▸ Written instruction
Reproduce the lines below verbatim, starting with the line containing "of the snow-covered" and ending with the line containing "pixel 308 202". Include both of those lines.

▸ Information provided
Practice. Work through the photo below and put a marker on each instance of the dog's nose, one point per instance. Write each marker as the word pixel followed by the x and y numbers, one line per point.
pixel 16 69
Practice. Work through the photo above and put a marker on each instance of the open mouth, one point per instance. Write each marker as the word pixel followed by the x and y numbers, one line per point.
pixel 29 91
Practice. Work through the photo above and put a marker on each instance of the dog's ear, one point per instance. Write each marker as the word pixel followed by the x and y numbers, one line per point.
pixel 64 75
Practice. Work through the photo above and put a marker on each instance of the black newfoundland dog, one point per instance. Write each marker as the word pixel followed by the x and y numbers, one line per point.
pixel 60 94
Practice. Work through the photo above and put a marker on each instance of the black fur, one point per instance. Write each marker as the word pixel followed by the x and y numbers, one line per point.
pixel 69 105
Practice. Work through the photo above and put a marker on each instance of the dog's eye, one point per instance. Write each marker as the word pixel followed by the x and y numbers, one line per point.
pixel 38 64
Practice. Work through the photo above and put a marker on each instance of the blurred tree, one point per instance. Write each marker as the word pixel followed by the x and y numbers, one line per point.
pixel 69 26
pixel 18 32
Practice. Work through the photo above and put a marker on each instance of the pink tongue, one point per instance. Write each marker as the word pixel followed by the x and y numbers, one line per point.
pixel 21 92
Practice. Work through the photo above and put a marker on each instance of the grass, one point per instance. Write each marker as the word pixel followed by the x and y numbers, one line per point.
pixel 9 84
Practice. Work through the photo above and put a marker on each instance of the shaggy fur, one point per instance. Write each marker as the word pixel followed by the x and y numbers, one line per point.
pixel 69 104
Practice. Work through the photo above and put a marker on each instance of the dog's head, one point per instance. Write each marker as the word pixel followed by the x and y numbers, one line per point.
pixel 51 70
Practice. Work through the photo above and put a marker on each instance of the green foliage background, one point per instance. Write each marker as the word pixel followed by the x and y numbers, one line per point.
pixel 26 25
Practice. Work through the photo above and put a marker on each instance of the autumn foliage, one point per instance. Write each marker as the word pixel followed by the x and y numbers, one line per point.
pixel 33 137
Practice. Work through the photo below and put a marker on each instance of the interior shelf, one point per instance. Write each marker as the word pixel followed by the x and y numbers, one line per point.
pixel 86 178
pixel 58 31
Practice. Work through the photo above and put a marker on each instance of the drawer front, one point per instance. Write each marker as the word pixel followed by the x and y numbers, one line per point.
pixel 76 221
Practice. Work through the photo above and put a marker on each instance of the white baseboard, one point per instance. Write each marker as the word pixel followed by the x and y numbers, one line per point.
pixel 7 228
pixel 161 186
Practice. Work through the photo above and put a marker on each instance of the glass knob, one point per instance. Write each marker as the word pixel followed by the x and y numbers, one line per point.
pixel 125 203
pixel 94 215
...
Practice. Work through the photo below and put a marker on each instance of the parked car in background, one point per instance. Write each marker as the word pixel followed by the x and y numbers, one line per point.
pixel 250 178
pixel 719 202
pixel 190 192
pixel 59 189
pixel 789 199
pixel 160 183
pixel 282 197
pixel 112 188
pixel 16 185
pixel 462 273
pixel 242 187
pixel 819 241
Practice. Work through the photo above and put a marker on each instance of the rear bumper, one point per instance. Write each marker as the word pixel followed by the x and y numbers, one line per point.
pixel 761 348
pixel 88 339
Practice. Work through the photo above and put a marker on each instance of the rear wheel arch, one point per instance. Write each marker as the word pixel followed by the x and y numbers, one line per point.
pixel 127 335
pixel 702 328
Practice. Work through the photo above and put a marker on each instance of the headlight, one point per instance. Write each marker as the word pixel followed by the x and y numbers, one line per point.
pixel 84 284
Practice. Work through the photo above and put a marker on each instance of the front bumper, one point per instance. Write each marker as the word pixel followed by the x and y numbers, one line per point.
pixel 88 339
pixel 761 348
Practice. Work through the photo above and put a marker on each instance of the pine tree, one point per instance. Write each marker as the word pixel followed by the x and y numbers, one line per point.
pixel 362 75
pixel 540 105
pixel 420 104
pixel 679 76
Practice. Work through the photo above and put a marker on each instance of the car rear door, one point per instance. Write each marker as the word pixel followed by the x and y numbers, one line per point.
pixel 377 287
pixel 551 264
* * *
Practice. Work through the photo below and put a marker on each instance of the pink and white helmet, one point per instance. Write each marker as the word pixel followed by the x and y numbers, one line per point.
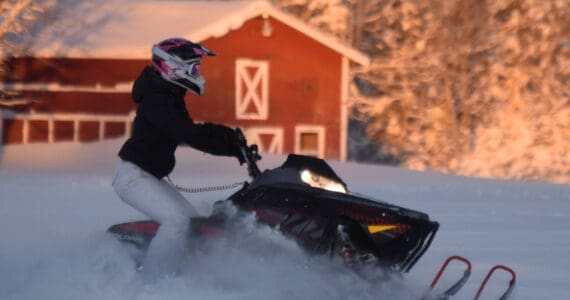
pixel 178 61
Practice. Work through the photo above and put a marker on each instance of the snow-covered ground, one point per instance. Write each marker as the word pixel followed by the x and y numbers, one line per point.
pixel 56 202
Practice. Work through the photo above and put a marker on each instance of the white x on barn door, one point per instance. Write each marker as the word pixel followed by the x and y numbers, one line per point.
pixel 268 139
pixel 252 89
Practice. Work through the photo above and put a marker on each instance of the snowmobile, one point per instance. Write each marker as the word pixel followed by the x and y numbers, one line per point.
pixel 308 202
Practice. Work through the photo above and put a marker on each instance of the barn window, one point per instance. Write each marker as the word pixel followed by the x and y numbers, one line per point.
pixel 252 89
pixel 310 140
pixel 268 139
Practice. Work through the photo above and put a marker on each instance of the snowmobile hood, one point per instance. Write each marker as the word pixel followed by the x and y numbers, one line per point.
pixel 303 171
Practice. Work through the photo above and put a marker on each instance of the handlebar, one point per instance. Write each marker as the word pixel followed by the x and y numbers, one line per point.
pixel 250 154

▸ Worked solution
Practice. Work through the photo above and put a marker on each instance of the snow-covered ground, one point per instance. Write each marker as the word pixel followed by the x and y numbers, one line per point.
pixel 56 202
Practice. Work through the photo above and put a marker on each instance of the white x on barn door, one point per instance. Write each marker as the word pixel followed by the x and y numbers, one line per point.
pixel 268 139
pixel 252 89
Practice. Work through the photo above and put a marker on each instance of the snowmobile, one point per instance. Write each marker as the word pixel followed by the x and y numbers, one line per point.
pixel 308 202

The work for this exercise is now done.